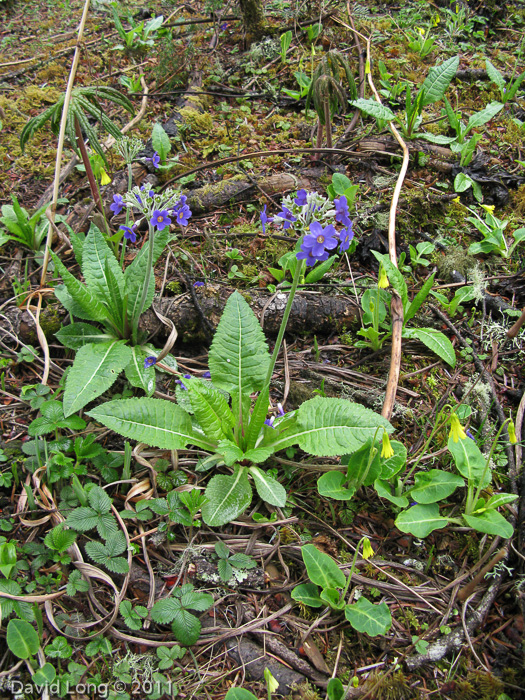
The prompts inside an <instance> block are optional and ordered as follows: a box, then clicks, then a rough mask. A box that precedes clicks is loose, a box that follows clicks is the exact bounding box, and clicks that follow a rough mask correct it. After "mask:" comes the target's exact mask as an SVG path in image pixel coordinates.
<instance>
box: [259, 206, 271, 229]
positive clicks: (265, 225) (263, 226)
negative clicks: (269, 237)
mask: <svg viewBox="0 0 525 700" xmlns="http://www.w3.org/2000/svg"><path fill="white" fill-rule="evenodd" d="M260 219H261V224H262V225H263V233H266V224H271V223H272V221H273V219H272V218H271V217H269V216H268V215H267V214H266V204H265V205H264V208H263V210H262V212H261V214H260Z"/></svg>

Directions for this task -> Pull out every line of the records that contains the string "path", copying each one in full.

Answer box ->
The prompts inside an <instance> block are optional and ordered as follows: a box, then clicks, then a rough mask. A box that precedes clicks is loose, a box that follows clicks is the exact bounding box, and clicks that follow a rough mask correct it. After "mask:" comes the target's exact mask as an SVG path in image pixel coordinates.
mask: <svg viewBox="0 0 525 700" xmlns="http://www.w3.org/2000/svg"><path fill="white" fill-rule="evenodd" d="M260 219H261V224H262V225H263V233H266V224H271V223H272V221H273V219H272V218H271V217H269V216H268V215H267V214H266V204H265V205H264V208H263V210H262V212H261V214H260Z"/></svg>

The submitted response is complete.